Data entries:
>> begin

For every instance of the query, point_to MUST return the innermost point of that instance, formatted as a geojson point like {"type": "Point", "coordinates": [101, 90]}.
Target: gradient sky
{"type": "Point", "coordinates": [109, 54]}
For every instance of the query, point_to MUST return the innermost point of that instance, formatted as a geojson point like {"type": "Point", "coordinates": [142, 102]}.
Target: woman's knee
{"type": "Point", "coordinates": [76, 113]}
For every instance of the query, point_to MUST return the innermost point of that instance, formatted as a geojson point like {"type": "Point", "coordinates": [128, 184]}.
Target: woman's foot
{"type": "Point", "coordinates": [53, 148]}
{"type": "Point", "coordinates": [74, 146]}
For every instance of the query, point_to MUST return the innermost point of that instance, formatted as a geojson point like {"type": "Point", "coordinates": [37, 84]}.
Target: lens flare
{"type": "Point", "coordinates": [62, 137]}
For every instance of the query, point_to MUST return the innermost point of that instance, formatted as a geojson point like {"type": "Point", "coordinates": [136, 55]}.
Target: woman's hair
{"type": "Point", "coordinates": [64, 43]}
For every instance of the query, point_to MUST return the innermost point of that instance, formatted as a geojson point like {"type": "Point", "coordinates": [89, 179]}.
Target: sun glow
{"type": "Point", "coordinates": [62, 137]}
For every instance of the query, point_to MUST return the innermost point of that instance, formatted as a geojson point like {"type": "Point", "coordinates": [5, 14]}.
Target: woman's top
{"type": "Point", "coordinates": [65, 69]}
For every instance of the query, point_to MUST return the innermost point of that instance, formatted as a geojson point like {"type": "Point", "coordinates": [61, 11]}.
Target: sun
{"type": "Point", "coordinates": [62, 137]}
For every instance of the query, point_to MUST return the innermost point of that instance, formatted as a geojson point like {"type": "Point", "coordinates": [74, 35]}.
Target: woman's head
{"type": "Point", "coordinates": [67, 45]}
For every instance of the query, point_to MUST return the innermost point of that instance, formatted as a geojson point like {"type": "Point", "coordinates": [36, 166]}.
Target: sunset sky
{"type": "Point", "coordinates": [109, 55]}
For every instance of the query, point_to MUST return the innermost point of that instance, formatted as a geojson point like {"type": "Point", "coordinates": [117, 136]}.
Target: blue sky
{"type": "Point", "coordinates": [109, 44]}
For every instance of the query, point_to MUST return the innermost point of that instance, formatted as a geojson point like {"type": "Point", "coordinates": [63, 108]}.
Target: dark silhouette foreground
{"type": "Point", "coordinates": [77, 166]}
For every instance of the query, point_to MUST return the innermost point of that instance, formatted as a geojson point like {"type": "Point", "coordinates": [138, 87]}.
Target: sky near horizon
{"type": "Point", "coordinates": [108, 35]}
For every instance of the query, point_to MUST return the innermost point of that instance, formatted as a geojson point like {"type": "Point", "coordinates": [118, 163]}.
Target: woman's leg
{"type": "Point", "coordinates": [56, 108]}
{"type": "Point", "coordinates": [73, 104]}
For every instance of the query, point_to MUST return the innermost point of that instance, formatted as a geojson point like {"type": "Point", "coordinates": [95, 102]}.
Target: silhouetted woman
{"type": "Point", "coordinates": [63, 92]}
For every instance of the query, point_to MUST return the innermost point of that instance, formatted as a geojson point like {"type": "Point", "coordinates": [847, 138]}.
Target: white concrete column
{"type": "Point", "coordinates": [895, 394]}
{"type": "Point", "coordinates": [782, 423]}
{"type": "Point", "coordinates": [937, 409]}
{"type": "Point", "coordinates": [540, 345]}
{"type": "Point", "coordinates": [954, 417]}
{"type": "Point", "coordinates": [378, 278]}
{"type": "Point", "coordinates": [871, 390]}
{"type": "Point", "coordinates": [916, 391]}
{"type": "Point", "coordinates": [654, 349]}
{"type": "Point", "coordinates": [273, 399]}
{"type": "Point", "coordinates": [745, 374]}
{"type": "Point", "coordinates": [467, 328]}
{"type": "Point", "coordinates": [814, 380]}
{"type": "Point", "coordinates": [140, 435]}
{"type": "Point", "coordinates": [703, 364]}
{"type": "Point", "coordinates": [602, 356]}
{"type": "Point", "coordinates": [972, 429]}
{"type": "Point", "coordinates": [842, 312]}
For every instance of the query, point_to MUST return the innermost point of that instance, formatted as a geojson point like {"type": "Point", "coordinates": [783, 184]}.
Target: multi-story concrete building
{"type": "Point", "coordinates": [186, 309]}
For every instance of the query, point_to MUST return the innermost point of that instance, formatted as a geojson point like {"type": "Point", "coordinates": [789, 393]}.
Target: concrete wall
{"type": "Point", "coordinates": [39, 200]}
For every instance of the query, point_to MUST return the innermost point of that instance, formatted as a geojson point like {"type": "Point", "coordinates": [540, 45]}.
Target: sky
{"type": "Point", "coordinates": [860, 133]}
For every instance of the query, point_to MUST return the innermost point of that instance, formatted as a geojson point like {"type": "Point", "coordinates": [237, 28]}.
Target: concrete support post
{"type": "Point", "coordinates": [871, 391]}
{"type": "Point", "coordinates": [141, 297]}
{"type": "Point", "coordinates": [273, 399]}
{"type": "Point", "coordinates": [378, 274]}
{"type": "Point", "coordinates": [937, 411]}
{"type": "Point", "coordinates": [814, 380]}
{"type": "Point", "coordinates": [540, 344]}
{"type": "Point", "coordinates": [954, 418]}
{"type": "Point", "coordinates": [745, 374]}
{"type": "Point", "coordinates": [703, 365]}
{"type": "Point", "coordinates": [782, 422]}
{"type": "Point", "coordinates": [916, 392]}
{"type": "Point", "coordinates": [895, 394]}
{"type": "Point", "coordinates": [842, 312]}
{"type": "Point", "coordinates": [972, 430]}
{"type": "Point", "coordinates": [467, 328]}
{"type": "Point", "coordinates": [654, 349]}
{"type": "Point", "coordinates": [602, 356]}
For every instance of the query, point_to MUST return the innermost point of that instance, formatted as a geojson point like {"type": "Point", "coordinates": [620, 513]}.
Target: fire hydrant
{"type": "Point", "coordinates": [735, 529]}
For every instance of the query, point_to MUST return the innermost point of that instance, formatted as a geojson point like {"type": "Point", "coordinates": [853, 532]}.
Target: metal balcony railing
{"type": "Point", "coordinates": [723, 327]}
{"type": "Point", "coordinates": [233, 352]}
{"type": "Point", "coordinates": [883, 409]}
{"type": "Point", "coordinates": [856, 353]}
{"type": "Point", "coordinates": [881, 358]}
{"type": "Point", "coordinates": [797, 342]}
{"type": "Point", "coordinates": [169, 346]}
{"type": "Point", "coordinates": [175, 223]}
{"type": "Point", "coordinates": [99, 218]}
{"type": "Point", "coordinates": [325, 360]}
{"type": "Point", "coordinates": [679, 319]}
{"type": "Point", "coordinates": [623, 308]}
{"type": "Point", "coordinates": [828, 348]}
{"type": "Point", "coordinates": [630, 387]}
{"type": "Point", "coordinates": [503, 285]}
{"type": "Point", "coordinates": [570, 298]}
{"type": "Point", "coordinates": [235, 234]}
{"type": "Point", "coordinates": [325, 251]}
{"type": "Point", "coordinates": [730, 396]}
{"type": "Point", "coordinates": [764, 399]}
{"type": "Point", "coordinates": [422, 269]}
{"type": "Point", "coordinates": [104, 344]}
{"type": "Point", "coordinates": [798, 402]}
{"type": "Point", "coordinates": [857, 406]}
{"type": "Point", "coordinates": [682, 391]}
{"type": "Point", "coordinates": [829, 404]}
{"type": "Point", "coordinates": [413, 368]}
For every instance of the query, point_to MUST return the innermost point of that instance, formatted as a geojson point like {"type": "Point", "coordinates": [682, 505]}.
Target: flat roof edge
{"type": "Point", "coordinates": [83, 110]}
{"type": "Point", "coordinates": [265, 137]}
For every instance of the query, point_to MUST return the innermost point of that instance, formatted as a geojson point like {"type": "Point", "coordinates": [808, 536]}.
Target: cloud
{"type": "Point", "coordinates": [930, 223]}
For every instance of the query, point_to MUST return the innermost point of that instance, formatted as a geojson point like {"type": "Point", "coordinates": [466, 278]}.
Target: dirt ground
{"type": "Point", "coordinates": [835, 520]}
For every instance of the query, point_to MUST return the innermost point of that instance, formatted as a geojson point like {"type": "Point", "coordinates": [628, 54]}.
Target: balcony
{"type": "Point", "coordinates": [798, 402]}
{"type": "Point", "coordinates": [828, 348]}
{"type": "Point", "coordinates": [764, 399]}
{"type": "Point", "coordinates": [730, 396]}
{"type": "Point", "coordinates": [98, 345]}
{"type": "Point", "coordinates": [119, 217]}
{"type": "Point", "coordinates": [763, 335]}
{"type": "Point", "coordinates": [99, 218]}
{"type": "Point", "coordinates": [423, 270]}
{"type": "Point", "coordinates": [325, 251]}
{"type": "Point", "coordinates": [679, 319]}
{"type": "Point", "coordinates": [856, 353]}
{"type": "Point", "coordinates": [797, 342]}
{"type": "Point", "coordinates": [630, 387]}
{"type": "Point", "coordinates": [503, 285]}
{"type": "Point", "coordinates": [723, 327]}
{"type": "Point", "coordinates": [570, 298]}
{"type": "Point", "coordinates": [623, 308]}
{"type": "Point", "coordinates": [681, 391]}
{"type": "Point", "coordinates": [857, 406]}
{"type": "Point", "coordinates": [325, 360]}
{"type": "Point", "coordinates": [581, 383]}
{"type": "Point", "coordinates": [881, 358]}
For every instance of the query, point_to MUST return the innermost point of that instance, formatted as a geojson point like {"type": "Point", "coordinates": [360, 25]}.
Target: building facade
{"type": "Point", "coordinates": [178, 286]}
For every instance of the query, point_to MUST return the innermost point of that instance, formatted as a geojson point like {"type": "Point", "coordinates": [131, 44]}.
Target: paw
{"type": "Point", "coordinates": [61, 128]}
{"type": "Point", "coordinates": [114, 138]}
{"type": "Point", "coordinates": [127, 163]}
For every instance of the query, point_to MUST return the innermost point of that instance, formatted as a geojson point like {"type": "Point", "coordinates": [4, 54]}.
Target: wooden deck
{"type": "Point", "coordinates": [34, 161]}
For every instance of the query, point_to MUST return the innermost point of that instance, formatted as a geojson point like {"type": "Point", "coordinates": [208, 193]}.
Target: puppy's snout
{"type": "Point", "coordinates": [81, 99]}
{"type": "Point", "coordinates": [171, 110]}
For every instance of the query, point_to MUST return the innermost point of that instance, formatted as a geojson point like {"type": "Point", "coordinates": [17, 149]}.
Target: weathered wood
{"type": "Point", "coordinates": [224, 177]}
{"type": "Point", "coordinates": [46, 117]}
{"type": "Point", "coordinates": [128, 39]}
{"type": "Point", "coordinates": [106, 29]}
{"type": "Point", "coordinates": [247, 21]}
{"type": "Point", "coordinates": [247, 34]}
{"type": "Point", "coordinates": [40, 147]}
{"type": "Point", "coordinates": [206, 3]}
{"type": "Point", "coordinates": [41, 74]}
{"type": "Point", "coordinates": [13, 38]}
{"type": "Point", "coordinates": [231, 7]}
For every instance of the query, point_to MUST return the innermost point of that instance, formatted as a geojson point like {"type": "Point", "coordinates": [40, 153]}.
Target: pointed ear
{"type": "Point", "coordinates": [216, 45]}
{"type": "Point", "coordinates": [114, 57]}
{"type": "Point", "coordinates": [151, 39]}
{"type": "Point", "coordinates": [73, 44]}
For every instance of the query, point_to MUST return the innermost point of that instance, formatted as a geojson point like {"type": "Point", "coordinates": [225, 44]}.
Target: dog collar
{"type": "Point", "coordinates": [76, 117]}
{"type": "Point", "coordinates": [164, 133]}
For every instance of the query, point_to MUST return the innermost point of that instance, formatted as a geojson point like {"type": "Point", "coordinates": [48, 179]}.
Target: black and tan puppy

>> end

• _Given exercise_: Show every line from the entries above that contains the word "building".

• _Output for this exercise_:
Target: multi-story concrete building
Target: building facade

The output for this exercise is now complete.